Exercises to complete:
1) In the movie list, what does Lars's delusion turn out to be a manifestation of?
2) Reproduce everything in the movie list from "The Blind Side" down to "and patriotism too.", word for word.

Lars and the Real Girl (2007)
Far too few people have seen this movie, and when I tell you what it’s about, you might think I’m crazy for putting it on this list. Lars is a reclusive young man whose only real companion is a sex doll he ordered on the internet. But trust me, this movie is not what you think. It’s actually a very sweet story about community. When Lars orders this doll, he succumbs to the delusion that she’s a real person, and we soon find out that this delusion – this illness – is a manifestation of Lars’ fear for his pregnant sister-in-law’s life. The love and compassion of the small town community around Lars helps him to overcome his illness and his fears.

3:10 to Yuma (2007)
This is another father one. Christian Bale’s character is, in a lot of ways, similar to Marlin. He starts out afraid. A coward. But by movie’s end, he’s stepping in front of bullets for his son. There’s also something beautiful here about Russell Crowe’s character. He’s evil through and through for almost the entire movie. But by the end, we see the flicker of mercy and nobility.

The Dark Knight (2008)
Like I Am Legend, I think the Christian symbolism in this one is hard to miss. Batman chooses to take on the sins of another. Putting his physical life on the line for others is nothing new – he’s always done that. But this time around, he’s willing to be counted among sinners and thieves for the sake of Gotham City.

The Blind Side (2009)
This one’s almost too easy – I debated putting this one in the same category with LOTR and The Passion. I really don’t think the filmmakers realized what they had on their hands, though, so I’m putting it on the list. This movie shows us what it really means to put our money where our mouth is as Christians. The themes of family, honesty, integrity, and courage are all explored in this little gem.

The King’s Speech (2010)
There’s nothing obviously Christian about this film, but I love it for its portrayal of marriage. The king has a strong, happy marriage as does his speech therapist. The husbands love their wives, and the wives support their husbands. It strikes me now that I’m writing this that the films I’ve chosen for their portrayal of marriage and family are period pieces… interesting. Anyway, there’s also a lot here about duty and courage and patriotism too.

Tangled (2010)
Okay, this is my one cheat. I chose this movie more for what it’s not than for what it is. I want to draw a comparison here between this movie and The Princess and the Frog. I was a little disturbed by the latter, and it really put me in doubt about Disney’s ability to deliver quality children’s movies. The prominence of voodoo and the assertion that voodoo can be good just really rubbed me the wrong way – probably because I know that the voodoo culture actually exists and thrives in some regions. Tangled, on the other hand, is purely fairytale. It’s set in an imaginary place, and the “magic” in it is not rooted in reality in any way. Plus, Rapunzel is one of the better heroines I’ve seen in recent times – a strong, driving protagonist, but still completely feminine.

Dataset:
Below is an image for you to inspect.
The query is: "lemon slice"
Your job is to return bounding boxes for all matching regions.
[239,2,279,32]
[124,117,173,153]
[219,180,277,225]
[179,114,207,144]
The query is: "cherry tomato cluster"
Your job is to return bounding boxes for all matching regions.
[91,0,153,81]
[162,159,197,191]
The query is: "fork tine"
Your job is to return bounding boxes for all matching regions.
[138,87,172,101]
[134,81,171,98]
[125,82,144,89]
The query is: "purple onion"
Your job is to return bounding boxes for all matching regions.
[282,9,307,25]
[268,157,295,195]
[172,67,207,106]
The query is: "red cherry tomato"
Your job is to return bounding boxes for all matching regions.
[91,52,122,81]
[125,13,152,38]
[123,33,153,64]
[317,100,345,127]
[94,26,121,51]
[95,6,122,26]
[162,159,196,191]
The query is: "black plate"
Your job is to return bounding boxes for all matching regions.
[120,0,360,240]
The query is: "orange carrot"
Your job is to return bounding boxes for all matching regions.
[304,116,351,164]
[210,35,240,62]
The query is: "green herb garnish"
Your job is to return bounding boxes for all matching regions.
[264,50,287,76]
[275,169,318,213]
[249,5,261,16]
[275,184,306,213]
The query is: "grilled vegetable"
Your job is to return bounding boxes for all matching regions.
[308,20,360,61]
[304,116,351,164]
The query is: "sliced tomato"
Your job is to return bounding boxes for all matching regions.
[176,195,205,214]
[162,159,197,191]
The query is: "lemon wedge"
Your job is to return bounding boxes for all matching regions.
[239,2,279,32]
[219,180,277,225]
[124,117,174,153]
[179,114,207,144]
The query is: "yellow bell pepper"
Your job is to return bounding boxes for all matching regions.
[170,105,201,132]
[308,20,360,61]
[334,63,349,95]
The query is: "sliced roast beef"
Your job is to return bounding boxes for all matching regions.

Responses in order:
1) It is a manifestation of his fear for his pregnant sister-in-law's life.

2)
The Blind Side (2009)
This one’s almost too easy – I debated putting this one in the same category with LOTR and The Passion. I really don’t think the filmmakers realized what they had on their hands, though, so I’m putting it on the list. This movie shows us what it really means to put our money where our mouth is as Christians. The themes of family, honesty, integrity, and courage are all explored in this little gem.

The King’s Speech (2010)
There’s nothing obviously Christian about this film, but I love it for its portrayal of marriage. The king has a strong, happy marriage as does his speech therapist. The husbands love their wives, and the wives support their husbands. It strikes me now that I’m writing this that the films I’ve chosen for their portrayal of marriage and family are period pieces… interesting. Anyway, there’s also a lot here about duty and courage and patriotism too.